What you need to do: Substitute "pin" for every "marker" in the records, starting with the line that contains "Q: Place a marker on the floating" and going on through the end of the records. Give back only those lines, with everything else left the same.

Given records:
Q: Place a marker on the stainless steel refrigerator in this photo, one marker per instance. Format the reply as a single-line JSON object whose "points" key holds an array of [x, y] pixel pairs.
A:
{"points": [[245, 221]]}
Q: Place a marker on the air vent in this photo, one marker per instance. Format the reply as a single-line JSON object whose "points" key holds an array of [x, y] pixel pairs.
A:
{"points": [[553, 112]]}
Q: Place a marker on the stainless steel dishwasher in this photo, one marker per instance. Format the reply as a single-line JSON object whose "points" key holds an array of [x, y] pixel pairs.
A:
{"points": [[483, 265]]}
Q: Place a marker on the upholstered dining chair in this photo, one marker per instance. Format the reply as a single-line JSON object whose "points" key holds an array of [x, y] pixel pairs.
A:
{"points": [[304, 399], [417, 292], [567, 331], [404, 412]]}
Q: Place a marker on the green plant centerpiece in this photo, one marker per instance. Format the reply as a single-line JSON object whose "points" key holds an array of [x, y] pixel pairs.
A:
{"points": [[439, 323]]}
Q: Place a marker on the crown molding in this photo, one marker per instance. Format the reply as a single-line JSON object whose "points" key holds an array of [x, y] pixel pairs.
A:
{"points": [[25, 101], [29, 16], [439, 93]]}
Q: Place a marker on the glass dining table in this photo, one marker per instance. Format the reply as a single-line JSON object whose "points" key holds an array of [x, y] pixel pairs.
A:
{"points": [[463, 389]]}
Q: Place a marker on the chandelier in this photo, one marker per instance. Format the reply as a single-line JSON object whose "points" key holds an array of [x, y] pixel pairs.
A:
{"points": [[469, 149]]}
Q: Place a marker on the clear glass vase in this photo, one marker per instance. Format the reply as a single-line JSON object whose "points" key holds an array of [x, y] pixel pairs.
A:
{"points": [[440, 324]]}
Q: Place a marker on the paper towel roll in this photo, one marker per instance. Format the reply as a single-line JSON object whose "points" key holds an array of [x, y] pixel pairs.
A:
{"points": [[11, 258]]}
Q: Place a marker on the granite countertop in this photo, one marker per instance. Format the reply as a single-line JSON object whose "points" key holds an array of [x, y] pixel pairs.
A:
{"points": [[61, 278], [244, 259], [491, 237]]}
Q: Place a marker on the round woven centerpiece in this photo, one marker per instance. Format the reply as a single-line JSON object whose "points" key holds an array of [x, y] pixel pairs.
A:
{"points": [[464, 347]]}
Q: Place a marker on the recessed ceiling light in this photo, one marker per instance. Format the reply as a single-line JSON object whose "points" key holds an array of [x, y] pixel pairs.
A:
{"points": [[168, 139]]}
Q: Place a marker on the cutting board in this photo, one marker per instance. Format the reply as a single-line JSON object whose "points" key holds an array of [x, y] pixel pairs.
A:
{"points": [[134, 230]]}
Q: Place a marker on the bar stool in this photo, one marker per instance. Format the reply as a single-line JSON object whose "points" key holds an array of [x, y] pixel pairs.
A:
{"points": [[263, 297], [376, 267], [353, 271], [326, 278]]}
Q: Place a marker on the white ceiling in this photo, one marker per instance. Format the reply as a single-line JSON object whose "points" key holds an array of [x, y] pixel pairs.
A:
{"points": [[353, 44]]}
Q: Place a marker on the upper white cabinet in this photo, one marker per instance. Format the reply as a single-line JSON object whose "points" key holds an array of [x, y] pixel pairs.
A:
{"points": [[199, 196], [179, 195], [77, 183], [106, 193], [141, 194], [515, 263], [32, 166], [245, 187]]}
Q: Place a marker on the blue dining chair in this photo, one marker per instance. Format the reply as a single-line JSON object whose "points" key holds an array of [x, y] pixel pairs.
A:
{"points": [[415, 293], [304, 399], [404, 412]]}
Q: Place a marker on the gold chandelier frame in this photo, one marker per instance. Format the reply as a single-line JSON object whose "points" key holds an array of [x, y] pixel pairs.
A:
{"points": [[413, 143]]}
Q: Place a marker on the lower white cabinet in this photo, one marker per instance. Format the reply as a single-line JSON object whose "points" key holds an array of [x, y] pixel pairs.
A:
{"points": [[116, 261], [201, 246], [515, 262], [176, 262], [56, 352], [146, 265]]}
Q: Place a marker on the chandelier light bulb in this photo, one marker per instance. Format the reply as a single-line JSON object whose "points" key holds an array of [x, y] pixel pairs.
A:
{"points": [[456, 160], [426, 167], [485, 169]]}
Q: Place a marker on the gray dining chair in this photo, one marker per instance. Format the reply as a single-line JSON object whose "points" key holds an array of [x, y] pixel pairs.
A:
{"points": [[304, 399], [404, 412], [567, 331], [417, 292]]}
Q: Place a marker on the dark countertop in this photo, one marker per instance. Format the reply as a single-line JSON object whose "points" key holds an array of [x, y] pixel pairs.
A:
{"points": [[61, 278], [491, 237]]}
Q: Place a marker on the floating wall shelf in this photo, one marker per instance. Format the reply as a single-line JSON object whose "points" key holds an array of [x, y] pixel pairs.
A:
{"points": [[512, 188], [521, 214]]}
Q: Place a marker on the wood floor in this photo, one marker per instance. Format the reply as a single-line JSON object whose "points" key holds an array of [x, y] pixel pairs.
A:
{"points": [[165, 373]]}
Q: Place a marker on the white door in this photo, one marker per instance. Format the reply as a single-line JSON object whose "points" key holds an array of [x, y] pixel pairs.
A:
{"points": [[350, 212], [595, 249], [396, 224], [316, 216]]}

Answer:
Q: Place a pin on the floating wall shelf in this photo, one pin per instance. Format the reply as a single-line JSON object whose "points" key holds an array of [x, y] pixel pairs.
A:
{"points": [[512, 188], [521, 214]]}
Q: Place a pin on the wood floor in this photo, one pin per instance. Format the reply as a single-line JSON object whose "points" key holds an array of [x, y] pixel pairs.
A:
{"points": [[165, 373]]}
Q: Place a pin on the white door in this photo, one pin per instance. Format the reply as a single-line JSON object whose "points" key holds an array of [x, y] pixel pairs.
A:
{"points": [[350, 212], [595, 249], [396, 224], [316, 216]]}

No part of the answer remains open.